*** Opening SUPPLIED RECORDS ***
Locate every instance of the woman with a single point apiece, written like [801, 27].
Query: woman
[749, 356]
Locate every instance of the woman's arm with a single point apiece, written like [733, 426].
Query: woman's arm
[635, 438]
*** Closing SUPPLIED RECORDS ***
**EXERCISE DIRECTIONS:**
When you answer, repeat every record exactly, omitting nothing.

**EXPECTED ANSWER:**
Locate every instance of the woman with a single point apiece, written like [801, 27].
Query: woman
[749, 356]
Locate every instance of the woman's arm with a single point apiece, written like [733, 426].
Query: woman's arm
[635, 438]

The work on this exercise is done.